=== Document segment ===
◆ ◆ ◆ ◆
Wednesday 11 May 2022

Guardian Explainer illustrates Guardian balance

 The Graun is trying for balance, at least for the patient reader. The less patient will find leading points, and there is quite a bit of dog-whistle and evasion:

What has happened now?

The UK foreign secretary, Liz Truss, issued a strongly worded and lengthy broadside against the EU late on Tuesday night criticising proposals it made last October to relax checks on goods crossing from Great Britain into Northern Ireland.

She said the proposals “would worsen the current trading arrangements and lead to everyday items disappearing from shelves” and lead to “other unacceptable burdens on business”....

She said Lincolnshire sausages and other chilled meats would need a veterinary certificate to enter Northern Ireland, sending a parcel to Northern Ireland would require more than 50 fields of information for customs declarations and there “would be powers to search people’s bags for food, like ham sandwiches, on departure from the ferry to Northern Ireland”.

She also said pet owners would need to pay £280 for certificates and jabs for their dogs or cats “just to go on holiday in the UK”.

And finally that VAT reliefs such as the recent energy saver could not be applied in Northern Ireland, “despite posing no risk to the EU single market”.

The Graun offers only thin reassurance:

Haven’t we heard all this before?...Yes, most of it. Recall the row over the Great British banger?

What are we supposed to conclude here exactly? It will all be a storm in a teacup? What exactly was this 'row'? Then:

Truss also protested that composite foods such as “Thai green curry ready meals, New Zealand lamb and Brazilian pork” could disappear from the shelves if the protocol was applied in full.

The Graun's response:

Remember the row about chlorinated chicken coming into the UK from the US? The Thai green curry example raises the same issue for the EU and goes to the heart of the protocol checks. They were agreed to ensure that third country goods – whether it was unregulated meat from South America or the US or counterfeit goods from China – could not slip into Ireland or the single market via Northern Ireland.
◆ ◆ ◆ ◆
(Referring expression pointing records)

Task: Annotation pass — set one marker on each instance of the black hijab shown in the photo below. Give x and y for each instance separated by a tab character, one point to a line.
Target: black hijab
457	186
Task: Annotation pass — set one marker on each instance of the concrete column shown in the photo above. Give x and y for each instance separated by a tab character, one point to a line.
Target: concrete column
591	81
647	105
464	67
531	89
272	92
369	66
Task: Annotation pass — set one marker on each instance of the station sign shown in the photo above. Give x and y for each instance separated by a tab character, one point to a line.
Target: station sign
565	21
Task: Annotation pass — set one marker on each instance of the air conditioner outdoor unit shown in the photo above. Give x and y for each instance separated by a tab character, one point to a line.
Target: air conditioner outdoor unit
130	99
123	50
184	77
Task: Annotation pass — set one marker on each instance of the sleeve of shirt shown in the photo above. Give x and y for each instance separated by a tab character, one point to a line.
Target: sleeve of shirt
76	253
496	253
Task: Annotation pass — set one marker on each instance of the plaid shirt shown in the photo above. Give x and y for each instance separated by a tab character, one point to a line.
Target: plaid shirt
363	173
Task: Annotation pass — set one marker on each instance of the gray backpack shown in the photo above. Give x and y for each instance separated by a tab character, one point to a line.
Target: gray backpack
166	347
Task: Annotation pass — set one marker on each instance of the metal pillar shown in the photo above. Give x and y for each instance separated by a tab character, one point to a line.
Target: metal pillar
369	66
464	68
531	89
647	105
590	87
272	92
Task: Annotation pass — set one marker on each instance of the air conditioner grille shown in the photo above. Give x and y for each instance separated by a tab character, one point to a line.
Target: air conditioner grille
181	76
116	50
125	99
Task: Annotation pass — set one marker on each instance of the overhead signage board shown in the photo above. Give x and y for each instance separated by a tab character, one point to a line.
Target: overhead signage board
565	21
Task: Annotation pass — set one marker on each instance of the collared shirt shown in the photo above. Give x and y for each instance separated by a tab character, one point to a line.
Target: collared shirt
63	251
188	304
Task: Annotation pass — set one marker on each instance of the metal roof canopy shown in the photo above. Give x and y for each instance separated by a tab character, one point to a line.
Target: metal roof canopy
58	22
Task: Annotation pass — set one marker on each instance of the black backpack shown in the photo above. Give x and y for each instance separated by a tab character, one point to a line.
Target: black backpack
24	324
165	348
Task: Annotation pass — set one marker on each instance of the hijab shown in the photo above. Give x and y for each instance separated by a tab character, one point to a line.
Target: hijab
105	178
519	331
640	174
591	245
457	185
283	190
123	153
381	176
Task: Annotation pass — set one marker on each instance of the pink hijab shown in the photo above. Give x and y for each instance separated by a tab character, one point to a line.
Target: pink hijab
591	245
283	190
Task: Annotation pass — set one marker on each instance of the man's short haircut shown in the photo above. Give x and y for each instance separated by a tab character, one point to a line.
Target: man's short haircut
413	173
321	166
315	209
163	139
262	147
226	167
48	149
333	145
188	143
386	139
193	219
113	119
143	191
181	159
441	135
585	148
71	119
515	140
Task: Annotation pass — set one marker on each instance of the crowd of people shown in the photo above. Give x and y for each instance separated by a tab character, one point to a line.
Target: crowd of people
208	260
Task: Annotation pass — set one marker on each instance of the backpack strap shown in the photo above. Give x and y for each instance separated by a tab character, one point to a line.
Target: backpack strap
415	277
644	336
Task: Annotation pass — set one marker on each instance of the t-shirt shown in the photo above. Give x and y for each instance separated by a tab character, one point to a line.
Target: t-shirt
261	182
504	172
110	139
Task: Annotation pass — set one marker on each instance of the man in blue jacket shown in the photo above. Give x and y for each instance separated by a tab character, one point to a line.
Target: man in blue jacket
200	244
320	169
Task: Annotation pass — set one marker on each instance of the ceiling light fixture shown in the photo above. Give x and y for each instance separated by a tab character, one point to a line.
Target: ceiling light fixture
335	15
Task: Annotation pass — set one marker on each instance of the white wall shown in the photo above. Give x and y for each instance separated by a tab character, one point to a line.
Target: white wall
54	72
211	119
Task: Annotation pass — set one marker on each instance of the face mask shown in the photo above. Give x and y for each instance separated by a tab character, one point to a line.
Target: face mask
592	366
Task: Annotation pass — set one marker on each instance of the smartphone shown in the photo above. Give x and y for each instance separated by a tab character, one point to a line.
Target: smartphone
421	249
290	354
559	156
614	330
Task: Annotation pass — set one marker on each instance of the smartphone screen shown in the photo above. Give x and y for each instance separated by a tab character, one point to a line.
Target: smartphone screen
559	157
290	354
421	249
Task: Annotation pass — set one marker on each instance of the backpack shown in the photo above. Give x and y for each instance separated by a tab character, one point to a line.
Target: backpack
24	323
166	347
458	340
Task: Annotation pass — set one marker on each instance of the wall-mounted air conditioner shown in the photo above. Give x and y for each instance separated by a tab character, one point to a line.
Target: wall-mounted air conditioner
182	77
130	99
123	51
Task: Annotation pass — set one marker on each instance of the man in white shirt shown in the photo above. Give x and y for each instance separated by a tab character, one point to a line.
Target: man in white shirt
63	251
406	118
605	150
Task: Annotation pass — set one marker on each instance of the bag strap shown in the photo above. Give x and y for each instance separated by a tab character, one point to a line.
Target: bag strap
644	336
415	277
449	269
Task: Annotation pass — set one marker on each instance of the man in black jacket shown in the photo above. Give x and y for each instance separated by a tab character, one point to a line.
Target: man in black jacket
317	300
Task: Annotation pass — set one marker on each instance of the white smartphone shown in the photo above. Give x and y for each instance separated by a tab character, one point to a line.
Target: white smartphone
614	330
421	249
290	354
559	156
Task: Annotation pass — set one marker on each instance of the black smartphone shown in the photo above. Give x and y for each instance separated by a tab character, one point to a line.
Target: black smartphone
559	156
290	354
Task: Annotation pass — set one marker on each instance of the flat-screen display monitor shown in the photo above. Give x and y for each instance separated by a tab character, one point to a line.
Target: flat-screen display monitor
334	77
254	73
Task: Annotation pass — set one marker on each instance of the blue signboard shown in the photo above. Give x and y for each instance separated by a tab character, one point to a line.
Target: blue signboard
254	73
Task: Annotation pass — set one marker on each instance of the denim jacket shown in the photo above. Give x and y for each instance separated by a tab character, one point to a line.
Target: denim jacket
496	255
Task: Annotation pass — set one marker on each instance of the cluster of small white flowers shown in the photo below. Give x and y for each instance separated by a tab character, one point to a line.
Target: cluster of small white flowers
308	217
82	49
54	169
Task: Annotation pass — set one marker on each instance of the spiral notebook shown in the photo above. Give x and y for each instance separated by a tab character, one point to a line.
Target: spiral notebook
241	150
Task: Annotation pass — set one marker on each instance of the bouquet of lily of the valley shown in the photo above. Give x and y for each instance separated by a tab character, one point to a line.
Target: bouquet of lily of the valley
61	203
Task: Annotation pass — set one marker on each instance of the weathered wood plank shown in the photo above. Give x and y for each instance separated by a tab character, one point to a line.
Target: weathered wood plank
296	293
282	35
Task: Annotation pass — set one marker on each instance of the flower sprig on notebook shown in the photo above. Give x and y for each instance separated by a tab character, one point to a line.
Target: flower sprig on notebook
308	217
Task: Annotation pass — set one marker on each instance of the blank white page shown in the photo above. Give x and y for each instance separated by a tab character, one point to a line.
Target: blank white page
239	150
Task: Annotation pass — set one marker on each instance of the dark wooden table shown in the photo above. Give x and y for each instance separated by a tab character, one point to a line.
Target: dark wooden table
◆ ◆ ◆ ◆
=== Set of tasks ===
1 > Say whether each statement agrees with the post on the Guardian explainer, answering yes or no and quoting the deciding words: (a) Truss issued her broadside against the EU on Tuesday night. (b) Truss said pet owners would need to pay £250 for certificates and jabs. (c) The EU made its proposals last December.
2 > Please repeat the part of the post on the Guardian explainer from "The Graun offers" to "via Northern Ireland.".

=== Answers to the exercises ===
1 >
(a) Yes: "issued a strongly worded and lengthy broadside against the EU late on Tuesday night"
(b) No: "pet owners would need to pay £280 for certificates and jabs for their dogs or cats"
(c) No: "criticising proposals it made last October"

2 >
The Graun offers only thin reassurance:

Haven’t we heard all this before?...Yes, most of it. Recall the row over the Great British banger?

What are we supposed to conclude here exactly? It will all be a storm in a teacup? What exactly was this 'row'? Then:

Truss also protested that composite foods such as “Thai green curry ready meals, New Zealand lamb and Brazilian pork” could disappear from the shelves if the protocol was applied in full.

The Graun's response:

Remember the row about chlorinated chicken coming into the UK from the US? The Thai green curry example raises the same issue for the EU and goes to the heart of the protocol checks. They were agreed to ensure that third country goods – whether it was unregulated meat from South America or the US or counterfeit goods from China – could not slip into Ireland or the single market via Northern Ireland.